(Assigned task) Each record, word for word and stripped of pictures, is what the answer should contain.

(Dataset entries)
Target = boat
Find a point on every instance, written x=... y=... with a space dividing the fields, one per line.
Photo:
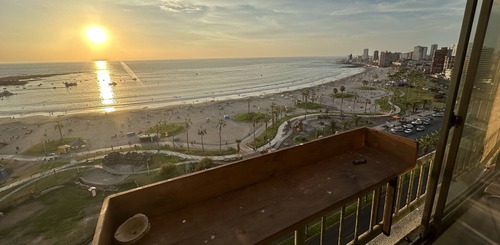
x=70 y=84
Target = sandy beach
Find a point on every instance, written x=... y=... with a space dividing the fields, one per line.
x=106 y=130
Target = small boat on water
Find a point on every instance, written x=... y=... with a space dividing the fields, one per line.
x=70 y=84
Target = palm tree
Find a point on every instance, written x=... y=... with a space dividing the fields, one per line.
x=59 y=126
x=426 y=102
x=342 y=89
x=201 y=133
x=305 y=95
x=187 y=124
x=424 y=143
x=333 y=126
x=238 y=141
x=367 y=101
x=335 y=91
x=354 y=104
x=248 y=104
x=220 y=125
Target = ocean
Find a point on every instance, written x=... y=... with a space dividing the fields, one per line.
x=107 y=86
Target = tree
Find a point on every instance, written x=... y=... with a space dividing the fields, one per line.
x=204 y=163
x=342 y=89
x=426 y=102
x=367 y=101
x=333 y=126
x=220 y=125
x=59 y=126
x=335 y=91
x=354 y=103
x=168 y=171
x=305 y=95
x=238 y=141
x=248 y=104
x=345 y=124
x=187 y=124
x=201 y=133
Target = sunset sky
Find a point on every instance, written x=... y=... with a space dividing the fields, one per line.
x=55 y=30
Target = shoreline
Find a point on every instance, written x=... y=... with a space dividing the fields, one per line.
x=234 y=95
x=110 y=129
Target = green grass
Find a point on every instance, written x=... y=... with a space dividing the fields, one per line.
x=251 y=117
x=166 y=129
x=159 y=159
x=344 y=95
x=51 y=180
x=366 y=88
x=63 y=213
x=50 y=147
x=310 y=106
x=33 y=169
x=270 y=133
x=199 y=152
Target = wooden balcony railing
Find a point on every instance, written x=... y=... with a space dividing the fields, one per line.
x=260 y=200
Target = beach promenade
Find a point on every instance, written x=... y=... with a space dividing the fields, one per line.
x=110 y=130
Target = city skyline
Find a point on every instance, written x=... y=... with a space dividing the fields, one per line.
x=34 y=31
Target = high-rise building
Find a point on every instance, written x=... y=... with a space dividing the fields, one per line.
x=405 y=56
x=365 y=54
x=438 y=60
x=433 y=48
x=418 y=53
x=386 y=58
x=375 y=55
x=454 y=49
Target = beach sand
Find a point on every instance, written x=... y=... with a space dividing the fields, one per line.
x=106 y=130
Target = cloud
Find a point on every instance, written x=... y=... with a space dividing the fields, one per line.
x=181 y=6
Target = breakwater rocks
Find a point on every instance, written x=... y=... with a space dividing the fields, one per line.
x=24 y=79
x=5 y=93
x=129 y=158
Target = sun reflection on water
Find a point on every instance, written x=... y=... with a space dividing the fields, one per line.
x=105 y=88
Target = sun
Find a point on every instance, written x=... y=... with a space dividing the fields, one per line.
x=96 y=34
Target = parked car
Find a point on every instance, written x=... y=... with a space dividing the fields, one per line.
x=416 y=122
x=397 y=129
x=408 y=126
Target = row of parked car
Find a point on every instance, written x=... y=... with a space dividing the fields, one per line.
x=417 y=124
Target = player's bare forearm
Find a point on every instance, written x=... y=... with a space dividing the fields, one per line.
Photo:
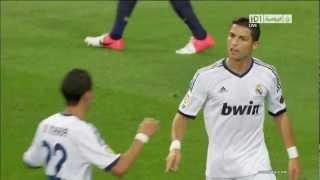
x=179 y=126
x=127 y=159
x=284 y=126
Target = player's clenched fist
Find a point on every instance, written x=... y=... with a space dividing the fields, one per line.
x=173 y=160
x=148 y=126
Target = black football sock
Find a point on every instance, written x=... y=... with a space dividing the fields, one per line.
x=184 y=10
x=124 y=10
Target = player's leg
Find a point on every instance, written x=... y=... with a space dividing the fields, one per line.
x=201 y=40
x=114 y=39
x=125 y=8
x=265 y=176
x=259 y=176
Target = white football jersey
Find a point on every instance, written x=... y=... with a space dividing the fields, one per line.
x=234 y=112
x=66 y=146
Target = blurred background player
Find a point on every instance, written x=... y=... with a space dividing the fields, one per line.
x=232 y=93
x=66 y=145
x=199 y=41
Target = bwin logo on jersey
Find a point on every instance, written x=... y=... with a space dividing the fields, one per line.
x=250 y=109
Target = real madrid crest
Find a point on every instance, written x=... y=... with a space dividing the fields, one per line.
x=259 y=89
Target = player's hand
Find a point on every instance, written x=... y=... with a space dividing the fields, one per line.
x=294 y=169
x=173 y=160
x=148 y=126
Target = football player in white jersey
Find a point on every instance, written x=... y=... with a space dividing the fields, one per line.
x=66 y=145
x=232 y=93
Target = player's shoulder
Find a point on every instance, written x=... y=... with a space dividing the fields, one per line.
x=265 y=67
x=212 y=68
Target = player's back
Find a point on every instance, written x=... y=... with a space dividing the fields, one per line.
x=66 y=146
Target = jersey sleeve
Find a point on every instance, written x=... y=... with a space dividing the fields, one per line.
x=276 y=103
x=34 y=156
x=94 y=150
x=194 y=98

(Output)
Target = boat
Find a point on every instance, written x=... y=... with a space dividing the fields, one per line.
Photo:
x=70 y=84
Target = sandy beach
Find a point on every instance, written x=... y=... with a space dividing the fields, one per line.
x=106 y=130
Target = small boat on water
Find a point on every instance, written x=... y=... with a space dividing the fields, one per line.
x=70 y=84
Target = palm tree
Find a point on every instance, written x=... y=... with a space dividing the fields, one per line.
x=59 y=126
x=426 y=102
x=342 y=89
x=201 y=133
x=305 y=95
x=187 y=124
x=424 y=143
x=333 y=126
x=238 y=141
x=367 y=101
x=335 y=91
x=354 y=104
x=248 y=104
x=220 y=125
Target = ocean
Find a point on every instance, written x=... y=... with a space dividing the fields, one per line.
x=107 y=86
Target = tree
Find a point on every instance, written x=... y=... with a space dividing the fields, one per line.
x=204 y=163
x=342 y=89
x=426 y=102
x=367 y=101
x=333 y=126
x=220 y=125
x=59 y=126
x=335 y=91
x=354 y=103
x=168 y=171
x=305 y=95
x=238 y=141
x=248 y=104
x=345 y=124
x=187 y=124
x=201 y=133
Target = sunset sky
Find a point on every instance, written x=... y=... with a space dividing the fields, one per line.
x=55 y=30
Target = shoreline
Find a point on every instance, written x=... y=... with a space dividing the fields, one per line.
x=234 y=95
x=110 y=129
Target = green grass
Find a point on every instance, written x=... y=... with a space dividing the fields, one per line.
x=251 y=117
x=166 y=129
x=159 y=159
x=344 y=95
x=51 y=180
x=366 y=88
x=63 y=213
x=50 y=147
x=310 y=106
x=33 y=169
x=270 y=133
x=199 y=152
Target = wooden balcony railing
Find a point on every instance, written x=... y=... with a space dividing the fields, one per line.
x=260 y=200
Target = beach promenade
Find a point on every instance, written x=... y=... with a space dividing the fields, one per line.
x=110 y=130
Target = city skyline
Find a point on every instance, written x=... y=... with a space dividing the fields, one per line.
x=34 y=31
Target = high-rise building
Find a point on every instance, written x=... y=... with a space dividing the fields, one per line.
x=405 y=56
x=365 y=54
x=438 y=60
x=433 y=48
x=418 y=53
x=386 y=58
x=375 y=55
x=454 y=49
Target = beach sand
Find a point on every instance, written x=... y=... with a space dividing the fields, one per line.
x=106 y=130
Target = cloud
Find a point on every instance, written x=... y=... with a space dividing the fields, one per line.
x=181 y=6
Target = breakwater rocks
Find a point on every instance, written x=... y=... with a space dividing the fields, one per line.
x=24 y=79
x=5 y=93
x=129 y=158
Target = sun reflection on water
Find a point on every instance, written x=... y=... with a space dividing the fields, one per line.
x=105 y=88
Target = sun
Find a point on every instance, written x=... y=... with a space dividing the fields, one per line.
x=96 y=34
Target = parked car
Find a point on every instance, written x=... y=... with a space dividing the fields, one per line.
x=416 y=122
x=397 y=129
x=408 y=126
Target = row of parked car
Find a point on every instance, written x=... y=... with a space dividing the fields, one per line.
x=417 y=124
Target = player's bare forearm
Find a point on every instance, written x=... y=... with a space dividing the fields, one per line.
Photo:
x=179 y=126
x=127 y=159
x=284 y=126
Target = player's clenched fist
Find a point on every instance, written x=... y=... with a space dividing the fields, one per line.
x=173 y=160
x=148 y=126
Target = black football sock
Find a point on every instance, written x=... y=... with a space dividing the fields, one per line.
x=184 y=10
x=124 y=10
Target = player's leg
Find a point on every instance, written x=... y=... with a space dividing the fields, one per line.
x=201 y=40
x=114 y=39
x=125 y=8
x=265 y=176
x=259 y=176
Target = white football jersey
Find a point on every instance, written x=... y=... with a space dividing the fields, one per line.
x=234 y=112
x=66 y=146
Target = blurred background player
Find a point on every instance, written x=... y=... with a space dividing the fields, one per line.
x=232 y=93
x=66 y=145
x=199 y=41
Target = bwin logo on jersey
Find a point on every instance, written x=... y=... with a space dividing the fields, one per line.
x=250 y=109
Target = real madrid crest
Find a point on every instance, written x=... y=... with a space dividing the fields, one per line.
x=259 y=89
Target = player's hand
Find a point on every instance, written x=... y=... with a space dividing the fields, one per line.
x=294 y=169
x=173 y=160
x=148 y=126
Target = football player in white jersey
Find a point on every instance, written x=... y=... with a space dividing the fields, one per line.
x=66 y=145
x=232 y=93
Target = player's shoulder
Find a point on every instance, written x=... y=... with a space dividing the fields, one per line.
x=265 y=67
x=212 y=68
Target = player's back
Find a point on every instance, written x=... y=... with a space dividing the fields, one per line.
x=66 y=146
Target = jersey sleeve
Find a point on every instance, written x=... y=... with a space dividing the fields, one per line.
x=276 y=103
x=34 y=156
x=94 y=150
x=194 y=98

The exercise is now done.